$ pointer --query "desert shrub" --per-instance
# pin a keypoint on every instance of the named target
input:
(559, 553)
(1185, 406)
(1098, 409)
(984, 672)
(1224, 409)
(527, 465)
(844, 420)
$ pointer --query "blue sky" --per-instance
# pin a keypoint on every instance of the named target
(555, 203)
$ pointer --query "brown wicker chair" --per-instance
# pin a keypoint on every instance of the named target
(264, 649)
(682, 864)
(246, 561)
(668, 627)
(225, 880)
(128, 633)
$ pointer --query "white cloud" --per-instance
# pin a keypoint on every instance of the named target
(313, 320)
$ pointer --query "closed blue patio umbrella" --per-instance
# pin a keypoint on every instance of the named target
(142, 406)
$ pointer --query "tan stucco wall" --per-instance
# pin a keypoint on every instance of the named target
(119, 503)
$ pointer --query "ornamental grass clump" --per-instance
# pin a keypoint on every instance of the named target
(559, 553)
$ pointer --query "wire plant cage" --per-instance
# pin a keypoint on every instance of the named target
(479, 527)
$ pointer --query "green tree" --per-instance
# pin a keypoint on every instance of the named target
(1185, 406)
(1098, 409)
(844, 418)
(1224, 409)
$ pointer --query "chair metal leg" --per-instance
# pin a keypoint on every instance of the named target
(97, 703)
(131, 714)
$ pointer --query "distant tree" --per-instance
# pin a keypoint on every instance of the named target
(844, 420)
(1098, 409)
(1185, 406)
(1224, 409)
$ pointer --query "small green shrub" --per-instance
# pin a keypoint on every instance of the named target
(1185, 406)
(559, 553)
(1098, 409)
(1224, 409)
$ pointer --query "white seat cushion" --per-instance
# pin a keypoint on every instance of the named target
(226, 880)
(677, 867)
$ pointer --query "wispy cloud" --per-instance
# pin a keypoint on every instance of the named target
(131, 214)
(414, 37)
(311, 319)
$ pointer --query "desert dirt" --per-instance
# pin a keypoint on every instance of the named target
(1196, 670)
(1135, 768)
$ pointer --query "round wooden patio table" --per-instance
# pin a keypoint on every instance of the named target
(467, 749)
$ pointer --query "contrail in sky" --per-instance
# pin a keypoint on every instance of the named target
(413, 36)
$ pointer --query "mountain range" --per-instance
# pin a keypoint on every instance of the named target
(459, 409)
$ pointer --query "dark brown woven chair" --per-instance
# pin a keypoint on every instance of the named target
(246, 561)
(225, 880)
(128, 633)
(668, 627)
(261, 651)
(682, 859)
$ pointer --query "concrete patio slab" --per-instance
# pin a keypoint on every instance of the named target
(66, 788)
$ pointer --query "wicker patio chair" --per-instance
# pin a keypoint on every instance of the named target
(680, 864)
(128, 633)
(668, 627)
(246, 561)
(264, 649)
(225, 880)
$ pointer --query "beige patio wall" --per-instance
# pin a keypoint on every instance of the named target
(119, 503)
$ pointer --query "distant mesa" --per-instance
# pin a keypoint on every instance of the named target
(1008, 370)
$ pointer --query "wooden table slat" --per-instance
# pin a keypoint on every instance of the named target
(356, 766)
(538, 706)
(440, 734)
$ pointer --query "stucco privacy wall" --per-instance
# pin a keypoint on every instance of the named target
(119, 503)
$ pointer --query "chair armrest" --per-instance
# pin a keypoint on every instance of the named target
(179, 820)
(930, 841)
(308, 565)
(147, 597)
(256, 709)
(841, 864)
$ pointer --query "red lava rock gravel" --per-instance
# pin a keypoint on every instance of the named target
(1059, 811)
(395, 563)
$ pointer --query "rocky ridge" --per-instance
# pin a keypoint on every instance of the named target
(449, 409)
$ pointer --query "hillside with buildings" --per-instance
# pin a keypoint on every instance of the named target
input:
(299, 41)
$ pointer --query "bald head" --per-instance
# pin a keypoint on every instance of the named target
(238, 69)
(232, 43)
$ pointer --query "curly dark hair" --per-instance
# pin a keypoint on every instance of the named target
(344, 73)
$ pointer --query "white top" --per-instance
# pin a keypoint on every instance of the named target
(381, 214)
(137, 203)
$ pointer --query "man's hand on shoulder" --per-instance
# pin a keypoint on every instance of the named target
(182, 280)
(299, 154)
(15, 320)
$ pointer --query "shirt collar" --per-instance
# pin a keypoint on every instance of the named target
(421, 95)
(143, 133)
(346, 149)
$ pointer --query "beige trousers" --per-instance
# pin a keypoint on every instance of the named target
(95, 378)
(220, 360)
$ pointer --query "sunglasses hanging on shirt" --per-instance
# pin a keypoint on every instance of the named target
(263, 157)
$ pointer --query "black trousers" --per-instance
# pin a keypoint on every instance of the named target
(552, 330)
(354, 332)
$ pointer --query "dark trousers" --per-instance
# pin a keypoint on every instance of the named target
☆ ☆ ☆ ☆ ☆ ☆ ☆
Return each entry from above without altering a single character.

$ pointer --query "desert shrub" --per-instance
# pin a keypoint on every instance of the named target
input:
(559, 553)
(1185, 406)
(1098, 409)
(984, 672)
(1224, 409)
(527, 465)
(844, 420)
$ pointer --query "blue sky" --per-instance
# pin a keypoint on every instance of the named target
(555, 203)
$ pointer --query "brown wicker chair" --per-instance
# pin a keypoint on every instance of the named target
(264, 649)
(682, 864)
(246, 561)
(668, 627)
(225, 880)
(128, 633)
$ pointer --query "white cloud" --per-instance
# pin a keypoint on every instance of the named target
(313, 320)
$ pointer --query "closed blue patio umbrella" --per-instance
# pin a keypoint on every instance of the named target
(142, 406)
$ pointer --query "tan stucco wall" --per-instance
# pin a keypoint on every instance of the named target
(119, 503)
$ pointer --query "ornamental grass clump" --per-instance
# pin a keypoint on every instance of the named target
(559, 553)
$ pointer --query "wire plant cage" --per-instance
# pin a keypoint on every instance of the named target
(479, 527)
$ pointer --query "green tree" --per-instance
# pin a keypoint on every instance of the named target
(1185, 406)
(1098, 409)
(844, 418)
(1224, 409)
$ pointer --query "chair metal leg" --per-instance
# pin a keypoint on every instance of the named target
(97, 703)
(131, 714)
$ pointer --query "distant tree" --per-instance
# pin a keypoint on every instance of the named target
(844, 420)
(1098, 409)
(1185, 406)
(1224, 409)
$ pointer --query "small green shrub" --per-instance
# pin a keypoint on every instance of the named target
(1185, 406)
(559, 553)
(1098, 409)
(1224, 409)
$ pointer --query "white seat cushion" --per-instance
# pin a keypoint on every instance of the named target
(226, 880)
(677, 867)
$ pointer --query "wispy cloud" --per-instance
# pin a keypoint on every instance of the named target
(131, 214)
(414, 37)
(311, 319)
$ pointer --query "desert dirt" --per-instance
# pin a keypoint on every instance of the named target
(1196, 670)
(1135, 768)
$ pointer --query "round wooden patio table" --per-instance
# pin a keypoint on every instance of the named target
(467, 749)
$ pointer --query "contrail in sky" --per-instance
# pin a keypoint on every instance of the named target
(413, 36)
$ pointer --query "mountain range" --per-instance
# pin a keypoint on every instance of the named target
(459, 409)
$ pointer --query "dark brown woven chair" --per-instance
# pin a keypoint on every instance of the named target
(246, 561)
(225, 880)
(128, 633)
(668, 627)
(261, 651)
(682, 859)
$ pointer --query "concrete patio slab" --per-instance
# pin a keypoint on every instance of the named target
(66, 788)
$ pointer --query "wicker patio chair" --per-instance
# pin a keypoint on every instance of the named target
(680, 864)
(128, 633)
(668, 627)
(246, 561)
(264, 649)
(225, 880)
$ pointer --query "beige patio wall" --per-instance
# pin a keypoint on every instance of the named target
(119, 503)
$ pointer --query "distant mesa" --per-instance
# pin a keypoint on every instance of the named target
(1008, 370)
$ pointer --query "wooden table slat" --per-instance
# pin a keypoint on every instance of the named target
(356, 766)
(538, 706)
(440, 734)
$ pointer --query "stucco privacy wall" --per-instance
# pin a keypoint on every instance of the named target
(119, 503)
$ pointer --query "chair armrest" --per-instance
# pin a keypoint on every instance of the named target
(179, 820)
(930, 841)
(308, 565)
(147, 597)
(256, 709)
(841, 864)
$ pointer --query "red lava rock gravel" --per-instance
# pin a keypoint on every instance of the named target
(1059, 811)
(395, 563)
$ pointer --query "rocky ridge" --per-instance
# pin a keypoint on every instance of the named target
(449, 409)
$ pointer --query "hillside with buildings" --per-instance
# pin a keypoint on every instance of the named target
input:
(299, 41)
$ pointer --query "bald head" --per-instance
# pin a keypoint on every instance of the named target
(238, 69)
(232, 43)
$ pointer --query "curly dark hair" --per-instance
# pin a keypoint on every instance of the named target
(344, 73)
$ pointer --query "white top" --per-instance
# pin a keypoint on every instance of the named target
(381, 214)
(137, 203)
$ pointer --query "man's hand on shoulder" --per-instance
# pin a keypoint on every instance of the named target
(182, 280)
(299, 154)
(15, 320)
$ pointer --query "shirt collar" --per-instance
# pin a keypoint on every instance of the named target
(421, 95)
(143, 133)
(346, 149)
$ pointer --query "beige trousers" --per-instance
# pin a keypoint on every instance of the named target
(95, 378)
(220, 360)
$ pointer --query "sunglasses hanging on shirt" --per-instance
# pin a keypoint on every instance of the named target
(263, 157)
$ pointer --query "black trousers" --per-instance
# pin a keypoint on every instance of the named target
(552, 330)
(354, 332)
$ pointer --query "dark trousers" --per-instance
# pin a keypoint on every instance of the named target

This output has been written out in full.